What you are asked to do:
Retype all the entries word for word, but omit the pictures.
** Begin Data shown **
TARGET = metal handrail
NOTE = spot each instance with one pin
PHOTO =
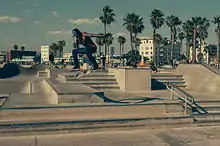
(216, 71)
(187, 98)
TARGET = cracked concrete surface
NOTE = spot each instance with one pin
(201, 136)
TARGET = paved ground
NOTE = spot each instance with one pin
(164, 137)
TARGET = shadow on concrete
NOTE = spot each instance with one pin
(128, 100)
(11, 70)
(156, 85)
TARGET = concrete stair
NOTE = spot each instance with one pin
(212, 106)
(99, 80)
(108, 116)
(159, 79)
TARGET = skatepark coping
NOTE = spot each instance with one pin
(60, 88)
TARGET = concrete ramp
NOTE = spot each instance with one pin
(200, 78)
(71, 93)
(12, 70)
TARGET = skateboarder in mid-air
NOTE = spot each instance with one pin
(88, 47)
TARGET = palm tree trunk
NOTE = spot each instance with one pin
(100, 48)
(105, 40)
(218, 42)
(135, 43)
(131, 39)
(200, 51)
(194, 47)
(172, 47)
(120, 52)
(187, 49)
(154, 48)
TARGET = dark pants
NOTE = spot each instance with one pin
(86, 51)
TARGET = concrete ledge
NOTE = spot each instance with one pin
(72, 93)
(132, 79)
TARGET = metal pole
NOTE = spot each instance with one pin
(172, 93)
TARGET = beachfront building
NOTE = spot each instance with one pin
(204, 56)
(45, 52)
(161, 53)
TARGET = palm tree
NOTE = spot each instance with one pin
(181, 37)
(109, 41)
(173, 22)
(53, 49)
(202, 34)
(156, 20)
(196, 21)
(22, 49)
(100, 43)
(134, 24)
(138, 28)
(188, 33)
(212, 51)
(15, 47)
(61, 45)
(129, 22)
(107, 18)
(216, 21)
(121, 41)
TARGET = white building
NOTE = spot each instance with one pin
(158, 52)
(45, 52)
(204, 55)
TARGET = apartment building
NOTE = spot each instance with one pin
(45, 52)
(162, 54)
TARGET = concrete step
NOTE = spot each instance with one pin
(168, 79)
(103, 83)
(95, 124)
(173, 82)
(166, 75)
(105, 87)
(98, 75)
(91, 79)
(180, 85)
(211, 117)
(208, 102)
(94, 82)
(210, 108)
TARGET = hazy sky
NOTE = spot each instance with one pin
(35, 22)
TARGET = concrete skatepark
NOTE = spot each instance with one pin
(47, 97)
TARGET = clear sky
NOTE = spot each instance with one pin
(35, 22)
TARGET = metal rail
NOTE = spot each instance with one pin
(189, 102)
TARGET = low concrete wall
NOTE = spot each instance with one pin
(133, 79)
(53, 99)
(58, 96)
(14, 87)
(199, 78)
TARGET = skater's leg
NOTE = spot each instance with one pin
(92, 60)
(75, 53)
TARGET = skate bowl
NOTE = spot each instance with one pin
(11, 70)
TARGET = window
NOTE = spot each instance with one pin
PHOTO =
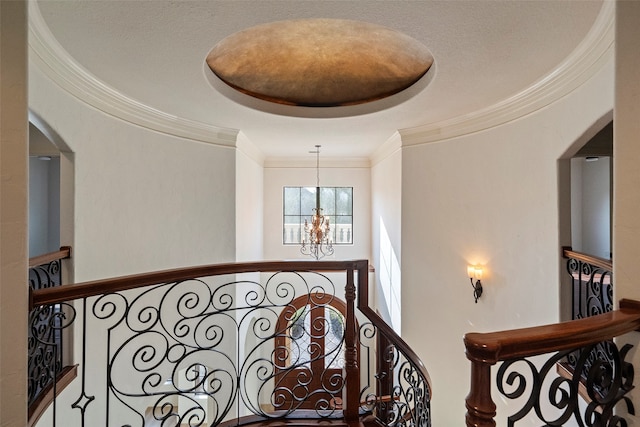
(336, 204)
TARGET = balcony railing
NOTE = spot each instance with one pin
(592, 284)
(235, 343)
(46, 350)
(606, 379)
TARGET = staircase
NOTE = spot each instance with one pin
(274, 344)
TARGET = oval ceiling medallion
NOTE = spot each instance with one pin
(319, 62)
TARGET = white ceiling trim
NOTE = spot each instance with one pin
(59, 66)
(310, 163)
(583, 63)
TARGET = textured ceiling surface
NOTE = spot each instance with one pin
(155, 51)
(319, 62)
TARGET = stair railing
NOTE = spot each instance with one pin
(592, 283)
(607, 380)
(227, 342)
(47, 368)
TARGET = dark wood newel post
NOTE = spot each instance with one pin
(481, 410)
(351, 352)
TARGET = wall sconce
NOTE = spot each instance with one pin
(475, 272)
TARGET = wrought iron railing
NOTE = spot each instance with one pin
(527, 381)
(45, 339)
(592, 284)
(205, 345)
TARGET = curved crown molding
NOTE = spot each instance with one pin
(584, 62)
(60, 67)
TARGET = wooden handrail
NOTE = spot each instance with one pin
(87, 289)
(486, 349)
(117, 284)
(606, 264)
(526, 342)
(63, 253)
(387, 331)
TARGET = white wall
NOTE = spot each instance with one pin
(249, 203)
(143, 200)
(386, 196)
(489, 198)
(626, 181)
(14, 184)
(279, 176)
(591, 209)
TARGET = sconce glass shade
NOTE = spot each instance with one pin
(474, 272)
(471, 271)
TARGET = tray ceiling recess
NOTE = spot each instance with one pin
(319, 62)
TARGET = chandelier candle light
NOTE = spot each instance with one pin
(317, 235)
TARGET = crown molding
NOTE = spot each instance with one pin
(584, 62)
(310, 163)
(59, 66)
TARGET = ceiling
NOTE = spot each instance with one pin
(152, 54)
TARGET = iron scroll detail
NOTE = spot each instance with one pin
(607, 380)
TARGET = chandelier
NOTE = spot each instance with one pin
(316, 241)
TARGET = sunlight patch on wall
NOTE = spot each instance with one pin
(389, 273)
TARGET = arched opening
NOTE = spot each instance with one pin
(309, 353)
(585, 206)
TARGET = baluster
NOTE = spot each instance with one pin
(351, 352)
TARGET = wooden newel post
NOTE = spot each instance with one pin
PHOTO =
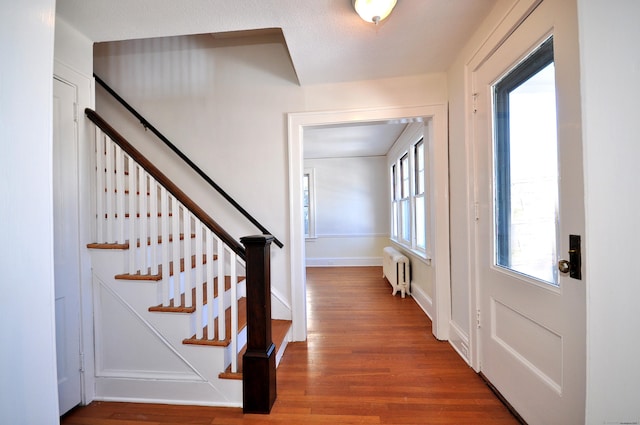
(259, 361)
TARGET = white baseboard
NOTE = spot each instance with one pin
(344, 262)
(423, 300)
(459, 340)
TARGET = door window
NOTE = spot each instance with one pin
(526, 168)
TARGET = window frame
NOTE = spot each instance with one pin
(538, 60)
(405, 190)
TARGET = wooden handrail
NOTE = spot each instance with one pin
(166, 182)
(148, 126)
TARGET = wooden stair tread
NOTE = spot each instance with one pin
(242, 323)
(279, 329)
(171, 308)
(156, 277)
(125, 245)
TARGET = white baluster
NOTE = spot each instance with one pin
(164, 208)
(222, 326)
(120, 194)
(176, 229)
(100, 171)
(143, 221)
(188, 284)
(109, 190)
(234, 312)
(210, 291)
(133, 209)
(153, 225)
(199, 280)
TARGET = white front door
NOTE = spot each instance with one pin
(66, 245)
(527, 142)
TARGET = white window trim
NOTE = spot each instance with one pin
(405, 145)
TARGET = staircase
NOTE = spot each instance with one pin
(170, 293)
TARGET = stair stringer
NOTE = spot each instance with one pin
(140, 355)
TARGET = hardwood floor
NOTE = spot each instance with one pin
(370, 358)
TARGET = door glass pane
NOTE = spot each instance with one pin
(526, 172)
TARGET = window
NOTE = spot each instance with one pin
(308, 203)
(420, 217)
(408, 197)
(526, 168)
(405, 207)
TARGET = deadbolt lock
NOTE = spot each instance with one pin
(572, 266)
(564, 266)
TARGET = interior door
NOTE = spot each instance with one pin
(66, 245)
(529, 190)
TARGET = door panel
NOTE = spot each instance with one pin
(66, 245)
(532, 330)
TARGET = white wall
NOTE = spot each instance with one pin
(610, 71)
(352, 211)
(224, 106)
(28, 388)
(73, 63)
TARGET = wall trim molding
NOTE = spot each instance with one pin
(344, 262)
(423, 300)
(352, 235)
(459, 340)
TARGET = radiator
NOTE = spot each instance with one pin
(397, 269)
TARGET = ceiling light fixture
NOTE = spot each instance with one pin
(373, 11)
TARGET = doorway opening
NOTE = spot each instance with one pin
** End Data shown **
Exercise result:
TARGET = metal handrail
NOTE = spot each instance with one pin
PHOTO =
(216, 71)
(187, 98)
TARGET = cracked concrete surface
NOTE = spot each instance with one pin
(201, 136)
TARGET = paved ground
NOTE = spot each instance with one pin
(164, 137)
TARGET = shadow on concrete
NOTE = spot each instance with one pin
(128, 100)
(11, 70)
(156, 85)
TARGET = concrete stair
NOTE = spot each instance with one pin
(212, 106)
(99, 80)
(108, 116)
(159, 79)
TARGET = skatepark coping
NOTE = spot each instance with one pin
(60, 88)
TARGET = concrete ramp
NOTE = spot each instance with one pin
(200, 78)
(71, 93)
(12, 70)
TARGET = skateboarder in mid-air
NOTE = spot each instance with one pin
(88, 47)
TARGET = palm tree trunk
NOTE = spot each instance with one pin
(100, 48)
(105, 40)
(218, 42)
(135, 43)
(131, 39)
(200, 51)
(194, 47)
(172, 47)
(120, 52)
(187, 49)
(154, 48)
TARGET = dark pants
NOTE = spot each instance with one pin
(86, 51)
TARGET = concrete ledge
NOTE = spot each instance with one pin
(72, 93)
(132, 79)
TARGET = metal pole
NOTE = spot each instance with one pin
(172, 93)
TARGET = beachfront building
NOTE = spot each instance with one pin
(204, 56)
(45, 52)
(161, 53)
TARGET = palm tree
NOTE = spot each instance with one pin
(181, 37)
(109, 41)
(173, 22)
(53, 49)
(202, 34)
(156, 20)
(196, 21)
(22, 49)
(100, 43)
(134, 24)
(138, 28)
(188, 33)
(212, 51)
(15, 47)
(61, 45)
(129, 22)
(107, 18)
(216, 21)
(121, 41)
TARGET = white building
NOTE = spot each instance with one pin
(158, 52)
(45, 52)
(204, 55)
TARGET = apartment building
NOTE = spot each instance with one pin
(45, 52)
(162, 54)
TARGET = concrete step
NOTE = spot each instance with one pin
(168, 79)
(103, 83)
(95, 124)
(173, 82)
(166, 75)
(105, 87)
(98, 75)
(91, 79)
(180, 85)
(211, 117)
(208, 102)
(94, 82)
(210, 108)
TARGET = hazy sky
NOTE = spot each instance with one pin
(35, 22)
TARGET = concrete skatepark
NOTE = spot each instance with one pin
(47, 97)
TARGET = clear sky
NOTE = spot each instance with one pin
(35, 22)
TARGET = metal rail
NOTE = spot each instance with one pin
(189, 102)
TARGET = low concrete wall
NOTE = spot each instance with one pin
(133, 79)
(53, 99)
(58, 96)
(14, 87)
(199, 78)
TARGET = skater's leg
NOTE = spot each instance with one pin
(92, 60)
(75, 53)
TARGET = skate bowl
NOTE = spot each instance with one pin
(11, 70)
TARGET = window
NOTE = spot each instance with one pin
PHOTO =
(336, 204)
TARGET = balcony railing
NOTE = spot each instance with one pin
(592, 284)
(235, 343)
(46, 350)
(606, 379)
TARGET = staircase
NOTE = spot each instance with one pin
(274, 344)
TARGET = oval ceiling medallion
NOTE = spot each instance with one pin
(319, 62)
TARGET = white ceiling trim
NOTE = spot each instance with one pin
(59, 66)
(310, 163)
(583, 63)
TARGET = textured ceiling surface
NOTE = spot each instance with one pin
(155, 51)
(319, 62)
TARGET = stair railing
NOTE = spot each instance with one pin
(592, 283)
(607, 380)
(227, 342)
(47, 368)
TARGET = dark wood newel post
NOTE = spot each instance with one pin
(481, 410)
(351, 352)
TARGET = wall sconce
NOTE = spot each instance with one pin
(475, 272)
TARGET = wrought iron railing
NOTE = spot each instance with one pin
(527, 381)
(45, 339)
(592, 284)
(205, 345)
TARGET = curved crown molding
NOTE = spot each instance with one pin
(584, 62)
(60, 67)
TARGET = wooden handrail
NOTE = spot each instance with one pin
(87, 289)
(486, 349)
(117, 284)
(606, 264)
(526, 342)
(63, 253)
(387, 331)
TARGET = white wall
NOTE = spot each instance with one pin
(249, 203)
(143, 200)
(386, 196)
(489, 198)
(626, 181)
(14, 184)
(279, 176)
(591, 209)
TARGET = sconce glass shade
NOTE = spot each instance with one pin
(474, 272)
(471, 271)
TARGET = tray ceiling recess
NOTE = spot each instance with one pin
(319, 62)
TARGET = chandelier candle light
NOTE = spot each instance with one pin
(317, 235)
TARGET = crown molding
NOTE = spot each instance with one pin
(584, 62)
(310, 163)
(59, 66)
TARGET = ceiling
NOTE = spot each instance with one pin
(152, 54)
TARGET = iron scroll detail
NOTE = spot each instance with one pin
(607, 380)
TARGET = chandelier
NOTE = spot each instance with one pin
(316, 241)
TARGET = sunlight patch on wall
NOTE = spot each instance with one pin
(389, 273)
TARGET = arched opening
NOTE = spot each instance with one pin
(309, 353)
(585, 206)
TARGET = baluster
NOTE = spot each instance with one pin
(351, 352)
TARGET = wooden newel post
NOTE = spot each instance with one pin
PHOTO =
(259, 361)
TARGET = white baseboard
NOTE = spot each instance with one pin
(344, 262)
(423, 300)
(459, 340)
TARGET = door window
NOTE = spot each instance with one pin
(526, 168)
TARGET = window frame
NOTE = spot each instance with one pin
(538, 60)
(405, 190)
TARGET = wooden handrail
NOTE = spot each instance with one pin
(166, 182)
(148, 126)
TARGET = wooden stair tread
NOTE = spot each instance with one pin
(242, 323)
(279, 329)
(171, 308)
(156, 277)
(125, 245)
TARGET = white baluster
NOTE = spot each instance with one pin
(164, 208)
(222, 326)
(120, 194)
(176, 229)
(100, 171)
(143, 221)
(188, 284)
(109, 190)
(234, 312)
(210, 291)
(133, 209)
(153, 225)
(199, 280)
TARGET = white front door
NOTE = spot each instance with one pin
(66, 245)
(527, 142)
TARGET = white window trim
NOTE = spot each instance with one pin
(405, 145)
TARGET = staircase
NOTE = spot each instance with one pin
(170, 293)
TARGET = stair stringer
NOTE = spot each instance with one pin
(140, 355)
TARGET = hardwood floor
NOTE = spot each instance with one pin
(370, 358)
TARGET = door glass pane
NOTE = spot each instance with one pin
(526, 172)
TARGET = window
NOTE = spot each instance with one pin
(308, 203)
(420, 217)
(408, 197)
(526, 168)
(405, 207)
TARGET = deadbolt lock
NOTE = spot each instance with one pin
(572, 266)
(564, 266)
TARGET = interior door
NOTE = spot each instance with one pin
(66, 245)
(529, 190)
TARGET = door panel
NOTE = spot each instance with one pin
(66, 245)
(532, 330)
TARGET = white wall
NOTE = spot each instance with one pin
(610, 71)
(352, 211)
(224, 106)
(28, 388)
(73, 63)
TARGET = wall trim molding
NOTE = spot each instance with one pin
(344, 262)
(423, 300)
(352, 235)
(459, 340)
TARGET = radiator
NOTE = spot each instance with one pin
(397, 269)
TARGET = ceiling light fixture
NOTE = spot each instance with one pin
(373, 11)
TARGET = doorway opening
NOTE = spot each instance with one pin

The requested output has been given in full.